THE EXERCISE: Display, copied in full, each line below that contains the word "fighter". Treat the match as case-sensitive.

DATA FOR THE TASK:
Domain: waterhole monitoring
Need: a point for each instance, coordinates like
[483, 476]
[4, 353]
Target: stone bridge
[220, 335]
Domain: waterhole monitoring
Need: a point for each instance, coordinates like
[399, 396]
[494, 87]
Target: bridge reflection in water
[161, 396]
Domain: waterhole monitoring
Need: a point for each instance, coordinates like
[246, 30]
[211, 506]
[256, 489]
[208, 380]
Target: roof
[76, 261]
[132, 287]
* * *
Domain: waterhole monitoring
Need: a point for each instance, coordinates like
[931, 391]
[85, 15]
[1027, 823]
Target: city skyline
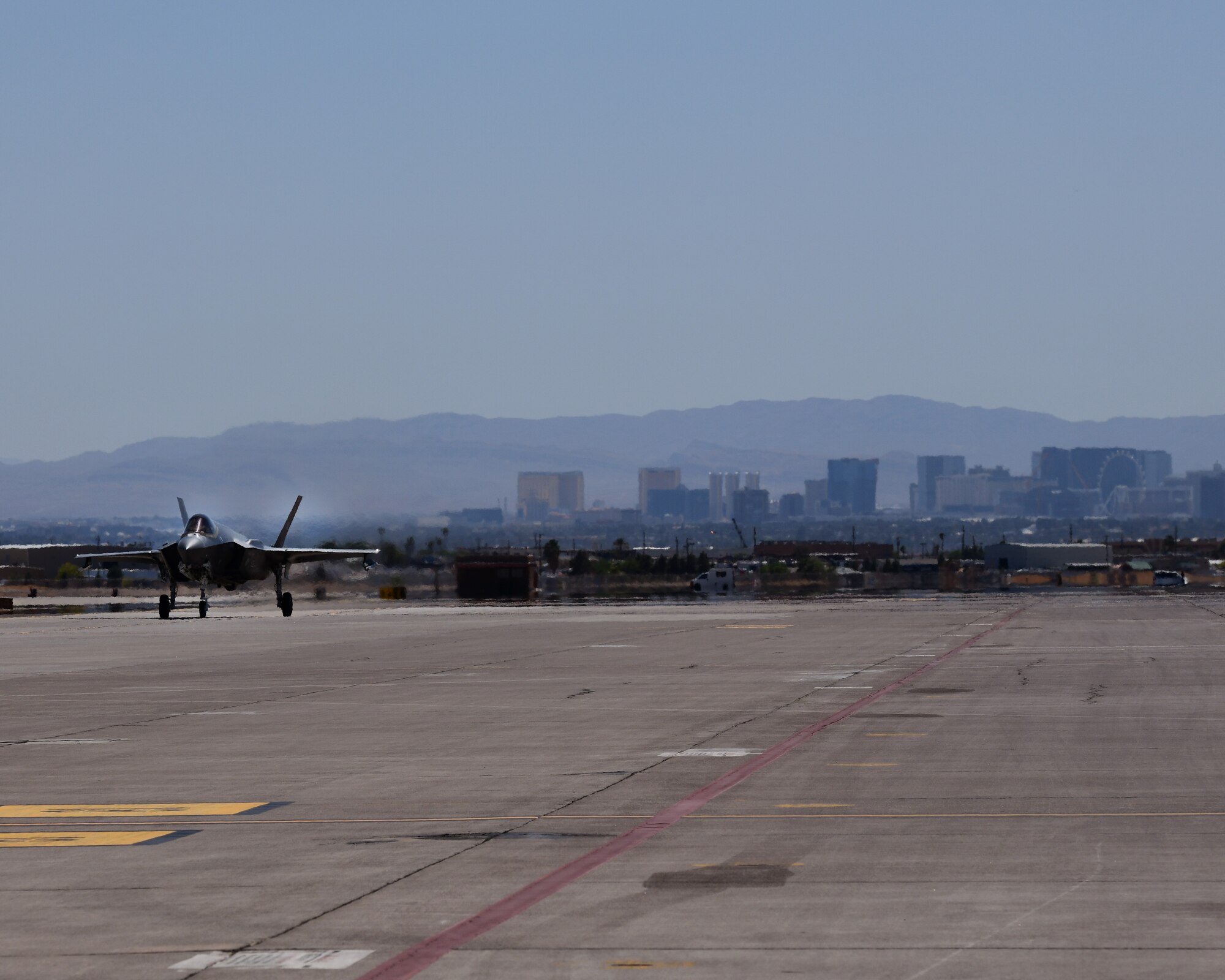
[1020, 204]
--
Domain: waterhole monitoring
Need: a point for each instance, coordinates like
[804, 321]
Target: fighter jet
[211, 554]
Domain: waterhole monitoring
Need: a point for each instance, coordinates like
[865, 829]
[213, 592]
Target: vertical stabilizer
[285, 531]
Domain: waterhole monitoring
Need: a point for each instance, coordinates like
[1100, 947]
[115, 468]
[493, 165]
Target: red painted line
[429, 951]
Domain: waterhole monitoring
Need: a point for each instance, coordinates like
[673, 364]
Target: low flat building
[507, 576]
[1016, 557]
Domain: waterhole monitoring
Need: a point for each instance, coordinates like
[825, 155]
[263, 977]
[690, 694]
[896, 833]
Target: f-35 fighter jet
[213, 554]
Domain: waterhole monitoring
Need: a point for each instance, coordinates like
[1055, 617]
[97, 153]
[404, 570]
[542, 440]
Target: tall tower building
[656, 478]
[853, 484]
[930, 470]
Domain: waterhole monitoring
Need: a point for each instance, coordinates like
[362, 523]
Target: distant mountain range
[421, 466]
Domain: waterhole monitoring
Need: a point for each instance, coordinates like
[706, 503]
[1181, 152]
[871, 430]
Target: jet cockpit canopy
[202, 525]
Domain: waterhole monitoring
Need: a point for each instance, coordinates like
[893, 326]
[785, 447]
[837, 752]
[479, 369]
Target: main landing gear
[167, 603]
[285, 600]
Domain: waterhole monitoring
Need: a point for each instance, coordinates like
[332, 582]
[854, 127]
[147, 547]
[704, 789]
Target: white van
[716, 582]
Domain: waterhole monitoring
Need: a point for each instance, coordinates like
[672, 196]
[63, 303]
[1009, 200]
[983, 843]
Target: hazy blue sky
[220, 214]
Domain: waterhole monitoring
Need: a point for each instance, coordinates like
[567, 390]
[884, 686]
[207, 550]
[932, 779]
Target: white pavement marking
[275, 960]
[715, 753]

EXPECTED OUTPUT:
Target: fighter jet
Target: f-35 fighter jet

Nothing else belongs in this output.